### TASK TO CARRY OUT
The listing that follows must be retyped in full, exactly.
[RECORDS TO PROCESS Boundary: Start]
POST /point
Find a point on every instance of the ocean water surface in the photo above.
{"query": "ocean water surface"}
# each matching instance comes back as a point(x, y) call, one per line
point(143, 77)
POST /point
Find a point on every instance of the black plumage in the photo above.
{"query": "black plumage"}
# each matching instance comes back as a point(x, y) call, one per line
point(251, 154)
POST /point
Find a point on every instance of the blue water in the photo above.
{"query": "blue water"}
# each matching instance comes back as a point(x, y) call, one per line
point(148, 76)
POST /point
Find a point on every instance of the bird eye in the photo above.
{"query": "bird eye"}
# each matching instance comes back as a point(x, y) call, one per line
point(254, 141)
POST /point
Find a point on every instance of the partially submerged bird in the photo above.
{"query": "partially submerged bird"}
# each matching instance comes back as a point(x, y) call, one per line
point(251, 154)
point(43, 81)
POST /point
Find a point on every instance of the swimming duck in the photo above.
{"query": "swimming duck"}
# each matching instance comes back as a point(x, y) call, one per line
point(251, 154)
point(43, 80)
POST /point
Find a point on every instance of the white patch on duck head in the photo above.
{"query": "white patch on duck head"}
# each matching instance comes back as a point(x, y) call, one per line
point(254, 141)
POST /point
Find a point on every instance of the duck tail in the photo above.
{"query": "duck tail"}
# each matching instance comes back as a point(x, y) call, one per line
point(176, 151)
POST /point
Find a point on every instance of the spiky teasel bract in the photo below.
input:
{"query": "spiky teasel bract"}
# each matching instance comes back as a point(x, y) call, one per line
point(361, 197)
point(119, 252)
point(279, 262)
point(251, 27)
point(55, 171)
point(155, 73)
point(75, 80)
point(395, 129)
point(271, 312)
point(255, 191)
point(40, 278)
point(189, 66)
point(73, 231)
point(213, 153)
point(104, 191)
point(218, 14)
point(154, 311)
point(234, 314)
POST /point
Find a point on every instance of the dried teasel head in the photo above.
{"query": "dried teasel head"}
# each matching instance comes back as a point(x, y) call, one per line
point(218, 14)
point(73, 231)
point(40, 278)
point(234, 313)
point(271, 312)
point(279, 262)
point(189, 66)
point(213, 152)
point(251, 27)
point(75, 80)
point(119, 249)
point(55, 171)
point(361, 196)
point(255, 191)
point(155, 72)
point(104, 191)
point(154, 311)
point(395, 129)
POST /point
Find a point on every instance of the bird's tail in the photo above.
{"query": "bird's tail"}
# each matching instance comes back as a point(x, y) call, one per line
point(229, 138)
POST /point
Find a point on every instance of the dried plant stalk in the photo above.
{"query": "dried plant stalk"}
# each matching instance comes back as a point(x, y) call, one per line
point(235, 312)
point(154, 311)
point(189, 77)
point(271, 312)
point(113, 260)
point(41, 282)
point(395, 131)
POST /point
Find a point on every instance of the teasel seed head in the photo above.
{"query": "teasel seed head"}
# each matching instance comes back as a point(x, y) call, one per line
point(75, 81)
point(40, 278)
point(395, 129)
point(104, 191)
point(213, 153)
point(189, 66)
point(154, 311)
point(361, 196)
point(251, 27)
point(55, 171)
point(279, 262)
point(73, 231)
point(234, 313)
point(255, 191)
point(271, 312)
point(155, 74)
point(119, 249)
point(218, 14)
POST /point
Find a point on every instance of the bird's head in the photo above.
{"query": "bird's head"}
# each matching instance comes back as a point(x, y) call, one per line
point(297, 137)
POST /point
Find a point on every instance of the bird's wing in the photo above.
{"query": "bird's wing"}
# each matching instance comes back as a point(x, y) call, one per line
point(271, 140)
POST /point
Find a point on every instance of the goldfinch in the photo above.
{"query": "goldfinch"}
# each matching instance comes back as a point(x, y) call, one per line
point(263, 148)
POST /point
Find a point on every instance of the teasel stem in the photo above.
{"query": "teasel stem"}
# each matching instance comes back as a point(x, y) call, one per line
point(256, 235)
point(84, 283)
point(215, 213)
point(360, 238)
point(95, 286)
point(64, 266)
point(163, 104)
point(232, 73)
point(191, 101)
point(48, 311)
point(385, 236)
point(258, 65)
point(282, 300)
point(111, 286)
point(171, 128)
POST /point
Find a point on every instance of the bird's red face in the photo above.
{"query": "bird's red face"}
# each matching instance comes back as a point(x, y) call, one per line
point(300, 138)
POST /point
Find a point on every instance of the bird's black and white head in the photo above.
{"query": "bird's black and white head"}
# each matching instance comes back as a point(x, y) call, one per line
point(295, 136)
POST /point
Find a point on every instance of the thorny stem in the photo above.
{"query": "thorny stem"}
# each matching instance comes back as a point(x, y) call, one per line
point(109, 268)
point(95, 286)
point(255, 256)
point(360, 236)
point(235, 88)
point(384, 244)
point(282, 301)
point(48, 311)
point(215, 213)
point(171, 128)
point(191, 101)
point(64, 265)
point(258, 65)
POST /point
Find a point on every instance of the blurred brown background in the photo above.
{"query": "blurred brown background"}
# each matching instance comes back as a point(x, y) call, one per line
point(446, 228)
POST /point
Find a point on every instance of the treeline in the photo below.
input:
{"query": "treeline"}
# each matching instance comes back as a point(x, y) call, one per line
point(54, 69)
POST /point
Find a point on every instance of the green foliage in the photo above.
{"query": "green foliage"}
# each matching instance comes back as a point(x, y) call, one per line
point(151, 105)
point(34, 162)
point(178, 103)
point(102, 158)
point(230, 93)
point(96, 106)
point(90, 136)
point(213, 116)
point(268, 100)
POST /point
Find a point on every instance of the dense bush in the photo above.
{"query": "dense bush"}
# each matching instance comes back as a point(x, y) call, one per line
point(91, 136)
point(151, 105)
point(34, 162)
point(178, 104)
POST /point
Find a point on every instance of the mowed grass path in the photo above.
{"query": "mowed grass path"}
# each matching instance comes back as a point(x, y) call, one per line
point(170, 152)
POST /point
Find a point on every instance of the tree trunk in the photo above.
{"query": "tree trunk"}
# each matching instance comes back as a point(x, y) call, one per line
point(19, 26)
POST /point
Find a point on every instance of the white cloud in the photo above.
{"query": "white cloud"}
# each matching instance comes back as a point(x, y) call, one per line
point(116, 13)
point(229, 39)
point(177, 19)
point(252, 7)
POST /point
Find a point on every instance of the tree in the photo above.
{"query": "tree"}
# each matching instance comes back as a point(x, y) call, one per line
[RECORDS TO PROCESS Boundary: End]
### REPLY TO THE EXERCISE
POST /point
Find a point on every instance of the ocean water surface in the photo above.
{"query": "ocean water surface"}
# each matching instance comes back as a point(x, y) call, one per line
point(143, 77)
POST /point
Find a point on every instance of the black plumage in the photo above.
{"query": "black plumage"}
# each matching instance comes back as a point(x, y) call, one per line
point(251, 154)
POST /point
Find a point on every instance of the blue water in the photo above.
{"query": "blue water"}
# each matching instance comes back as a point(x, y) call, one per line
point(148, 76)
POST /point
Find a point on every instance of the bird eye in the photo above.
{"query": "bird eye"}
# each matching instance comes back as a point(x, y) call, one per line
point(254, 141)
POST /point
Find a point on every instance of the partially submerged bird in the photo above.
{"query": "partially submerged bird"}
# each matching instance comes back as a point(x, y) call, one per line
point(251, 154)
point(43, 81)
POST /point
Find a point on every instance of the swimming duck in the photo above.
{"query": "swimming duck"}
# each matching instance comes back as a point(x, y) call, one per line
point(251, 154)
point(43, 80)
POST /point
Find a point on every instance of the white patch on duck head in the photo above.
{"query": "white patch on duck head"}
# each matching instance comes back as a point(x, y) call, one per line
point(254, 141)
POST /point
Find a point on every instance of the duck tail in the photo above.
{"query": "duck tail"}
# each matching instance comes back as a point(x, y) call, one per line
point(176, 151)
POST /point
Find a point on every instance of the spiky teasel bract in the photo below.
input:
{"query": "spiky teasel bract"}
# each matching instance comes back as a point(x, y) call, one per line
point(361, 197)
point(119, 252)
point(279, 262)
point(251, 27)
point(55, 171)
point(155, 73)
point(75, 80)
point(395, 129)
point(271, 312)
point(255, 191)
point(40, 278)
point(189, 66)
point(73, 231)
point(213, 153)
point(104, 191)
point(218, 14)
point(154, 311)
point(234, 314)
POST /point
Find a point on every instance of the dried teasel head in the photo above.
{"query": "dried teasel head"}
# each matching instance comes back as a point(x, y) call, one per line
point(218, 14)
point(73, 231)
point(40, 278)
point(234, 313)
point(271, 312)
point(279, 262)
point(189, 66)
point(213, 152)
point(251, 27)
point(75, 80)
point(119, 249)
point(55, 171)
point(361, 196)
point(255, 191)
point(155, 72)
point(104, 191)
point(154, 311)
point(395, 129)
POST /point
Find a point on every instance of the bird's tail in the photo above.
{"query": "bird's tail"}
# each matching instance comes back as a point(x, y) call, one per line
point(229, 138)
POST /point
Find a point on every instance of the dried plant stalk in the photo above.
{"query": "dried plant stalk"}
# each matching instance comes back as a point(x, y) call, one per line
point(235, 312)
point(154, 311)
point(189, 77)
point(271, 312)
point(113, 260)
point(41, 282)
point(395, 131)
POST /point
Find a point on every instance of the teasel seed head in the photo above.
{"query": "teasel seed head"}
# each matching instance comes back as a point(x, y) call, one per line
point(75, 81)
point(40, 278)
point(395, 129)
point(104, 191)
point(213, 153)
point(189, 66)
point(154, 311)
point(361, 196)
point(251, 27)
point(55, 171)
point(279, 262)
point(73, 231)
point(234, 313)
point(255, 191)
point(271, 312)
point(155, 74)
point(119, 249)
point(218, 14)
POST /point
Find a point on every instance of the bird's head in the photo above.
{"query": "bird's head"}
# each matching instance comes back as a point(x, y) call, one per line
point(297, 137)
POST /point
Find a point on every instance of the bird's wing in the photo above.
{"query": "bird's wing"}
# each matching instance comes back as a point(x, y) call, one per line
point(271, 140)
POST /point
Find a point on every instance of the goldfinch in the photo above.
{"query": "goldfinch"}
# each matching instance comes back as a point(x, y) call, one per line
point(263, 148)
POST /point
Find a point on every instance of the teasel stem in the photo above.
{"query": "teasel stem"}
# each matching instance comes back as a point(x, y) call, one per line
point(256, 235)
point(84, 283)
point(215, 213)
point(360, 238)
point(95, 286)
point(64, 266)
point(163, 104)
point(232, 73)
point(191, 101)
point(48, 311)
point(385, 236)
point(258, 65)
point(282, 300)
point(111, 286)
point(171, 128)
POST /point
Find a point on every instance of the bird's red face in the photo above.
{"query": "bird's red face"}
# each matching instance comes back as a point(x, y) call, one per line
point(300, 138)
POST /point
Find a point on every instance of the bird's black and white head in the photo above.
{"query": "bird's black and white head"}
# each matching instance comes back as a point(x, y) call, one per line
point(295, 136)
POST /point
Find a point on every instance of the thorny stem in the photo above.
{"query": "thorny stem"}
# each matching instance comes back as a point(x, y) call, one per line
point(109, 268)
point(95, 286)
point(255, 256)
point(360, 236)
point(235, 88)
point(384, 244)
point(282, 301)
point(48, 311)
point(215, 213)
point(171, 128)
point(191, 101)
point(64, 265)
point(258, 65)
POST /point
Find a point on every instance of the blurred brown background in the photo above.
{"query": "blurred brown background"}
# each matching instance comes back as a point(x, y) call, one per line
point(446, 228)
POST /point
Find a point on every instance of the treeline in the photo below.
input:
{"query": "treeline"}
# each matching instance comes back as a point(x, y) call, one per line
point(54, 69)
POST /point
Find a point on every instance of the green foliage in the photo above.
{"query": "green foliage"}
# each matching instance comes back as a point(x, y) call, one per line
point(151, 105)
point(34, 162)
point(178, 103)
point(102, 158)
point(230, 93)
point(96, 106)
point(90, 136)
point(213, 116)
point(268, 100)
POST /point
Find a point on every instance of the dense bush in the photo above.
{"query": "dense bush"}
# each matching instance comes back as a point(x, y) call, one per line
point(91, 136)
point(151, 105)
point(34, 162)
point(178, 104)
POST /point
Find a point on every instance of the mowed grass path in the photo above.
{"query": "mowed grass path"}
# each matching instance comes back as a point(x, y) call, one per line
point(170, 152)
POST /point
Find a point on every instance of the tree trunk in the photo above.
{"query": "tree trunk"}
# each matching instance comes back as a point(x, y) call, one per line
point(19, 26)
POST /point
Find a point on every instance of the white cloud in the photo above.
{"query": "white cloud"}
# each matching instance comes back as a point(x, y) call, one per line
point(116, 13)
point(229, 39)
point(177, 19)
point(252, 7)
POST /point
Find a point on every instance of the tree in the photo above.
{"query": "tree"}
# each matching instance comes back as a point(x, y) call, one per line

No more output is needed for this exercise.